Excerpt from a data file
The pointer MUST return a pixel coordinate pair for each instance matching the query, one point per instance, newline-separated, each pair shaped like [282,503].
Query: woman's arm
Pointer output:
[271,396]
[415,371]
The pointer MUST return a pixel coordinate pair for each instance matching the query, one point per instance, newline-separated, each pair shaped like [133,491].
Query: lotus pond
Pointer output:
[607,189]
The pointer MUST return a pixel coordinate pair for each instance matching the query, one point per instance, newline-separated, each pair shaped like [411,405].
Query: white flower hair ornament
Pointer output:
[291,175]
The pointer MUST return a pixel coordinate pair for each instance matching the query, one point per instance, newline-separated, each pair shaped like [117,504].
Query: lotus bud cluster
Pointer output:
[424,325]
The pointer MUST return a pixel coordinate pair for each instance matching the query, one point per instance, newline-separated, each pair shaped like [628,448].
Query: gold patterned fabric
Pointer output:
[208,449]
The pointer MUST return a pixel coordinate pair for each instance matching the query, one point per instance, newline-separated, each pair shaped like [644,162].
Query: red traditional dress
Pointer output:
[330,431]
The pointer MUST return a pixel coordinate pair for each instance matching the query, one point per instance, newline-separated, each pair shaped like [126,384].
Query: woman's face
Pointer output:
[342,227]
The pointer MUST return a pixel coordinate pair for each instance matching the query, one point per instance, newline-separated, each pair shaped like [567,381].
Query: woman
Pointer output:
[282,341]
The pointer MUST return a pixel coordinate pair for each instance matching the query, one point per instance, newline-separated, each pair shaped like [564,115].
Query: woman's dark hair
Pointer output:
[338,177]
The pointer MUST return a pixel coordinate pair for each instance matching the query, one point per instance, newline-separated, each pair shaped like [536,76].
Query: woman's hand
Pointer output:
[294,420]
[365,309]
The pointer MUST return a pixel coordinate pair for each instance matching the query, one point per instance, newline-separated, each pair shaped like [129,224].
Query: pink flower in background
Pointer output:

**What is needed**
Convert each line of the material into a Markdown table with the columns "Row" and "Line," numbering the rows and omitting any blank lines.

**Expected answer**
| Row | Line |
|---|---|
| 1 | The pointer MUST return a pixel coordinate pair for each instance matching the query, one point per instance, newline-separated, each pair shaped like [282,503]. |
| 2 | Query: woman's arm |
| 3 | Pointer output: |
| 4 | [271,396] |
| 5 | [415,371] |
| 6 | The pointer MUST return a pixel coordinate pair for each instance matching the query, one point per instance, newline-separated, each pair shaped like [133,491]. |
| 7 | Query: lotus pond |
| 8 | Pointer output: |
| 9 | [607,189] |
| 10 | The pointer MUST return a pixel coordinate pair for each instance matching the query, one point per instance, newline-separated, each pair shaped like [411,405]. |
| 11 | Query: white flower hair ornament |
| 12 | Pointer output: |
| 13 | [291,175] |
| 14 | The pointer MUST return a pixel coordinate pair for each instance matching the query, one point per instance, newline-separated, each pair shaped like [117,504]. |
| 15 | Query: lotus bud cluster |
| 16 | Pointer output: |
| 17 | [424,325] |
| 18 | The pointer MUST return a pixel coordinate pair for each instance matching the query, one point per instance, newline-separated, each pair shaped like [628,448]. |
| 19 | Query: gold patterned fabric |
| 20 | Pointer output: |
| 21 | [208,449] |
| 22 | The pointer MUST return a pixel coordinate pair for each instance matching the query, one point per instance, newline-separated, each pair shaped like [644,162]. |
| 23 | Query: red traditional dress |
| 24 | Pointer output: |
| 25 | [330,431] |
| 26 | The pointer MUST return a pixel coordinate pair for each instance matching the query, one point per instance, newline-separated, each pair shaped like [126,384]. |
| 27 | Query: woman's face |
| 28 | Pointer output: |
| 29 | [342,227] |
| 30 | The pointer MUST return a pixel coordinate pair for each instance matching the query, one point per instance, newline-separated, each pair shaped like [567,381]. |
| 31 | Query: woman |
| 32 | Pointer output: |
| 33 | [282,341] |
| 34 | The pointer MUST return a pixel coordinate pair for each instance matching the query, one point per instance, newline-separated, each pair shaped like [564,115]. |
| 35 | Query: woman's dark hair |
| 36 | Pointer output: |
| 37 | [338,177] |
| 38 | The pointer MUST return a pixel coordinate pair for each instance matching the query, one point per instance, newline-separated, each pair shaped like [536,76]. |
| 39 | Query: woman's hand |
| 40 | Pointer output: |
| 41 | [294,420] |
| 42 | [365,309] |
| 43 | The pointer MUST return a pixel coordinate pair for each instance matching the query, one point per instance, newline-separated, each pair shaped like [129,224]. |
| 44 | Query: pink flower in background |
| 45 | Pointer output: |